Only the run of lines from the one containing "beard and give integer pixel coordinates." through the last line should be returned, exactly as written.
** BEGIN PROVIDED RECORDS **
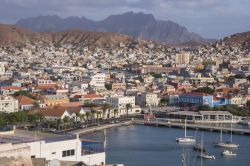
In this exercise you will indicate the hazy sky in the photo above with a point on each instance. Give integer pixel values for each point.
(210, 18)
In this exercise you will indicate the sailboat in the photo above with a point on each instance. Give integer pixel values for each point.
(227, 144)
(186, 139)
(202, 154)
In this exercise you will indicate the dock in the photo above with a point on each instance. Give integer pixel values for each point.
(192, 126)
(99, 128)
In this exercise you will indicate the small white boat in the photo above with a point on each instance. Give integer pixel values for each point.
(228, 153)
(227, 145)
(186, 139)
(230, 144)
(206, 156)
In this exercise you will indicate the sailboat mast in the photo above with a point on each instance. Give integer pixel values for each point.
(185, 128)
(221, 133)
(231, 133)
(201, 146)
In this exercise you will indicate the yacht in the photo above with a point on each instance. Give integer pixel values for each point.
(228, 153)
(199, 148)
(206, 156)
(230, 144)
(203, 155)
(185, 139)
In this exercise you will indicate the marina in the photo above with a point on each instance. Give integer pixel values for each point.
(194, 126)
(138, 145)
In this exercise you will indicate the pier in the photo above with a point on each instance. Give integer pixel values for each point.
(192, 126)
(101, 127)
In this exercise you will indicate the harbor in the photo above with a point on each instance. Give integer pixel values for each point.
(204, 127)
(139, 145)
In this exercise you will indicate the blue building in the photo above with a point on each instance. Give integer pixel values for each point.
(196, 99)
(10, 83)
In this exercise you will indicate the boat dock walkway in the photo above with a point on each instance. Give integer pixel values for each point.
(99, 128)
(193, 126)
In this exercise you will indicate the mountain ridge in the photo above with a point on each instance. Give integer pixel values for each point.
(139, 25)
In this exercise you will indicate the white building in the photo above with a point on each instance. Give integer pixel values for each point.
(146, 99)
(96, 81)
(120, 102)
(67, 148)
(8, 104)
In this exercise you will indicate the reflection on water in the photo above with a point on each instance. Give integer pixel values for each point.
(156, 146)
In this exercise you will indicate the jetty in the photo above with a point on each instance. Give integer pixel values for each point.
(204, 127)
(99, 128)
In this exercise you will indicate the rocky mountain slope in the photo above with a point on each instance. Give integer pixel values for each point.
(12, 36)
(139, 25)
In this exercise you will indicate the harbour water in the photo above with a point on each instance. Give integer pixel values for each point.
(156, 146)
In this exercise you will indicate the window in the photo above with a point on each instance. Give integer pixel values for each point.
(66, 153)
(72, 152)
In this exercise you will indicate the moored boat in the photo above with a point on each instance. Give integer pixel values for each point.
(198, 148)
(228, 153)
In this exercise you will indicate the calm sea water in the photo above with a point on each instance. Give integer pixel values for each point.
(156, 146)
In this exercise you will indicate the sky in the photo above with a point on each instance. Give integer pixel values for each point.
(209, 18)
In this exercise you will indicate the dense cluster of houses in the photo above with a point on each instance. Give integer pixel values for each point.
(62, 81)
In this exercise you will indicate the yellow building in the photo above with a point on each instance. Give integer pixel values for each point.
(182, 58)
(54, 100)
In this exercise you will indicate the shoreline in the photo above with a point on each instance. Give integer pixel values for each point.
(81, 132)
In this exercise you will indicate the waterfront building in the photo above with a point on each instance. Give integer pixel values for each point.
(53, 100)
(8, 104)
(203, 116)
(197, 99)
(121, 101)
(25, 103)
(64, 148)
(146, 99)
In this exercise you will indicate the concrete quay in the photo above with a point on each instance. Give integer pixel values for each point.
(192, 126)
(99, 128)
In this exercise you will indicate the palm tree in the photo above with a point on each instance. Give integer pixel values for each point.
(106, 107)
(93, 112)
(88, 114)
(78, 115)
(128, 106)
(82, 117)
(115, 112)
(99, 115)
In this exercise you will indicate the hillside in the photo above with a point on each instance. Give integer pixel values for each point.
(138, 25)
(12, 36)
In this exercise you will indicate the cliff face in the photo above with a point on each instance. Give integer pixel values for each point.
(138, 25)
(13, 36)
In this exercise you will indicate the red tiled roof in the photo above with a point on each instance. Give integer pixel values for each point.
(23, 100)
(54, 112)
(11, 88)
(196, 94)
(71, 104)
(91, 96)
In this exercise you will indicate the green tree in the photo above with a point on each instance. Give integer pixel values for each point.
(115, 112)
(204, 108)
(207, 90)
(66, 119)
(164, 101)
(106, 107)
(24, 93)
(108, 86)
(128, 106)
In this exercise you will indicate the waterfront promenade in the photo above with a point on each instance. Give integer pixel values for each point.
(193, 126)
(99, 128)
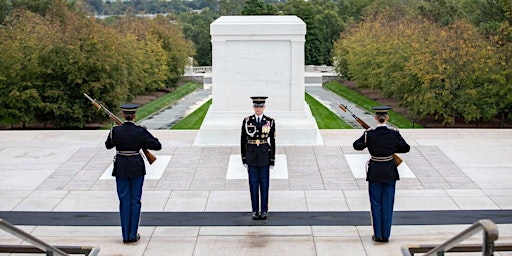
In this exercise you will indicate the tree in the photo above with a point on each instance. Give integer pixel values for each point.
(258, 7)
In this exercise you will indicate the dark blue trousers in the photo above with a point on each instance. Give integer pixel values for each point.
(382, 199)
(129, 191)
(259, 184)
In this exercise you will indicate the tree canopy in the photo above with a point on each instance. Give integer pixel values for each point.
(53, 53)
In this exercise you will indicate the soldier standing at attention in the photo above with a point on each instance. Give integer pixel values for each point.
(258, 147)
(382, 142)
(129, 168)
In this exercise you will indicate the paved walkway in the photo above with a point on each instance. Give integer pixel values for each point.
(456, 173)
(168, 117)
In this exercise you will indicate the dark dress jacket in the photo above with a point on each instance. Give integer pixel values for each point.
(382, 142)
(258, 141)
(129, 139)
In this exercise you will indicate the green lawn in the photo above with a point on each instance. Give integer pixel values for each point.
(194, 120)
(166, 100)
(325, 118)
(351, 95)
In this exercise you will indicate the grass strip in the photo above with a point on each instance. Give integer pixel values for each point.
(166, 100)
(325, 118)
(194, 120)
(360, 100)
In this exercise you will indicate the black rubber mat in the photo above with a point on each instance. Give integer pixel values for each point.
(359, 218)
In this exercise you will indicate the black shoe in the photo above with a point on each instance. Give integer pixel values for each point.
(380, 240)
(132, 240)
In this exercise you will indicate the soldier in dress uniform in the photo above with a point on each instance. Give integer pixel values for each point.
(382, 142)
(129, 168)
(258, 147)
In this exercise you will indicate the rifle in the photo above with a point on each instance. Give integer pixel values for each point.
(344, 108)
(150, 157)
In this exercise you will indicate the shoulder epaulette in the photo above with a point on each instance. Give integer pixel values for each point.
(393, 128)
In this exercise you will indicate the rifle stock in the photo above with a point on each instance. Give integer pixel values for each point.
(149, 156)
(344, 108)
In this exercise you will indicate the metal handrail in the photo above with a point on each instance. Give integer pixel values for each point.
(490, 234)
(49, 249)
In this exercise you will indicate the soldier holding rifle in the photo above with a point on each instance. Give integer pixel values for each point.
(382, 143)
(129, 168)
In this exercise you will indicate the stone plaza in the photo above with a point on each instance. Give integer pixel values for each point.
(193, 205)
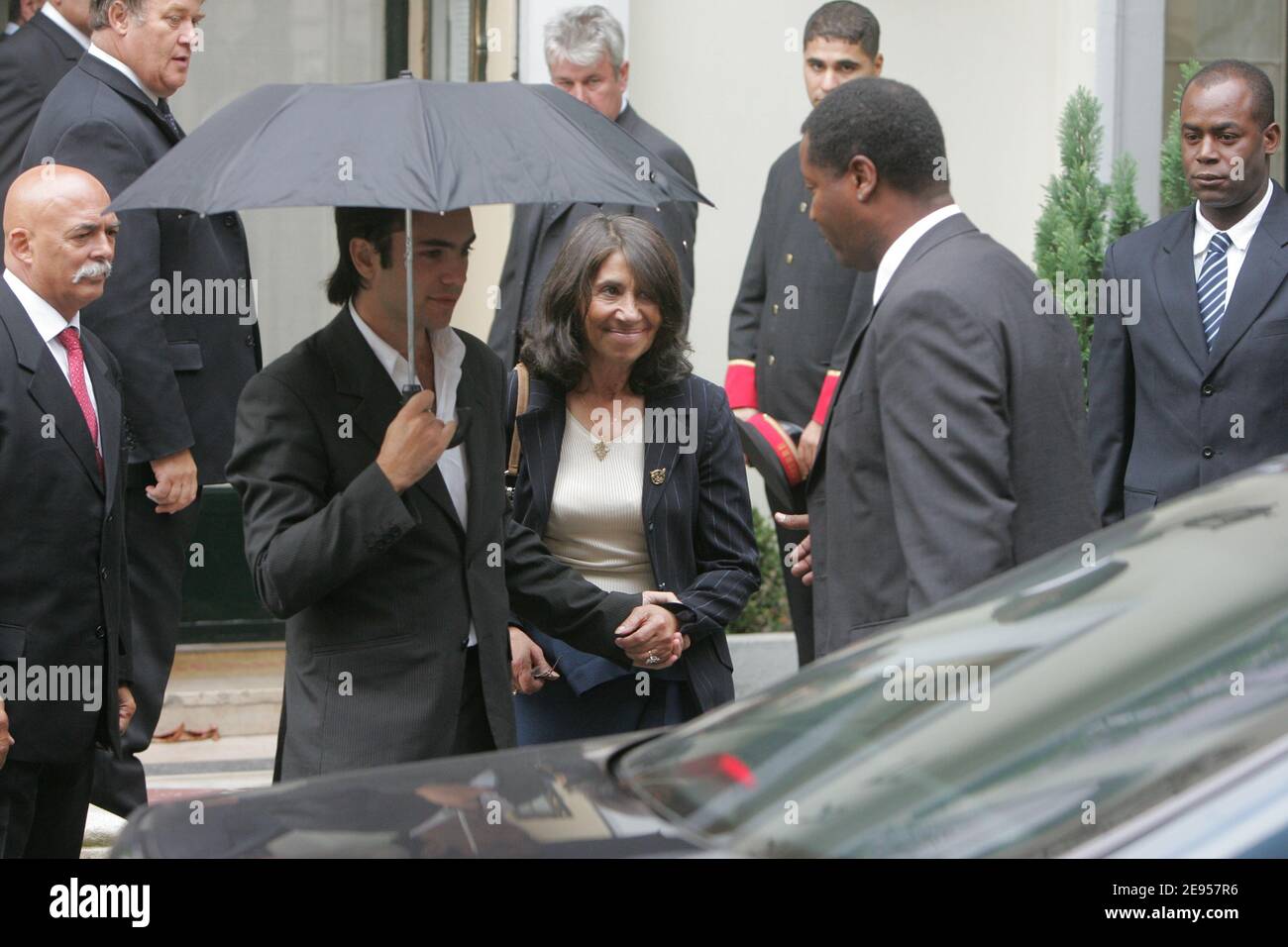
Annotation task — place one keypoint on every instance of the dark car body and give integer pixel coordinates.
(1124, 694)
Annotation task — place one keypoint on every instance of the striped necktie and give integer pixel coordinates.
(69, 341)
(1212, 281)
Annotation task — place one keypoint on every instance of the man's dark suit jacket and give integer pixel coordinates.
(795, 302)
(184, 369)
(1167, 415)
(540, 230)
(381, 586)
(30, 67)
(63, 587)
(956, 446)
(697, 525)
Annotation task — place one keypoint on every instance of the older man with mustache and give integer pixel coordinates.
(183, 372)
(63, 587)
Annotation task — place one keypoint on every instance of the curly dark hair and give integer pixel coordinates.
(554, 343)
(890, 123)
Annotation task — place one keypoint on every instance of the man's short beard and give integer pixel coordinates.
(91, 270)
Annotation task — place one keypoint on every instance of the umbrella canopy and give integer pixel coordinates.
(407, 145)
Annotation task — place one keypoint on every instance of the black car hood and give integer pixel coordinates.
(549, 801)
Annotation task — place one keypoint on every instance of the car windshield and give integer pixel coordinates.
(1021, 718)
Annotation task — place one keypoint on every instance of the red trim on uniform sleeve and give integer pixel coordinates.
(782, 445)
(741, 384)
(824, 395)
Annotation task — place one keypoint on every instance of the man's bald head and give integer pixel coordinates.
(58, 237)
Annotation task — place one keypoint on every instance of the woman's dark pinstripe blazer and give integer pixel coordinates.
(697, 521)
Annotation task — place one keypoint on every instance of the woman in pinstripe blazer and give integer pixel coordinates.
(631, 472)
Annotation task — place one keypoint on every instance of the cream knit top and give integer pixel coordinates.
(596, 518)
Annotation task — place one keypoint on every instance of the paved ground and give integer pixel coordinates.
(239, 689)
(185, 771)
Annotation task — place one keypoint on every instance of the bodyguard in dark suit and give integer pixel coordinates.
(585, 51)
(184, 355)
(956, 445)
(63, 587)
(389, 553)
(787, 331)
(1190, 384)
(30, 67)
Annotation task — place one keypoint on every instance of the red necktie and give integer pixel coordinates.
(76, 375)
** END PROVIDED RECORDS **
- **OUTPUT BELOW**:
Annotation task — place one keypoint on every instance of the man's short beard and give integer pixel coordinates.
(91, 270)
Annotation task — place one keypoint on every instance of the umbrella canopy and give integer pixel coordinates.
(407, 145)
Annotation task — place one keypoint on every instance of the black car hood and give integer pixel coordinates.
(549, 801)
Annotation task — place one keypoint on every instance of the car windshield and give integer pixel coordinates.
(1021, 718)
Annotation task — place one keypoint on every instance of the red trim on uniform sleeve and give integer pixel coordinates.
(782, 445)
(741, 384)
(824, 395)
Annotation task — place one keypoint on every instance of the man's bald head and give integer pixel coordinates.
(58, 237)
Annotation task — place one keypoint on every instance of the woman's dark pinstripe blazer and give integer pixel coordinates.
(697, 521)
Annotation task — place one keypoint on every instance of the woman in pinstripe blazer and give integer pixel coordinates.
(631, 472)
Annotation task — place one keypoint on every instance of the cream knit top and give integer pixel coordinates.
(596, 518)
Annotation task — place one keypoint on every instance of the paved ground and give integer pixel coordinates.
(239, 689)
(185, 771)
Annotation task — place one keypoint on every instance of the bodyguard in dark suit and give integer pixel coordinates.
(585, 51)
(184, 355)
(956, 445)
(63, 587)
(389, 553)
(787, 331)
(1190, 384)
(30, 67)
Annotation task — place one keypoint on every instance of the red necktie and give integer pixel coordinates.
(76, 375)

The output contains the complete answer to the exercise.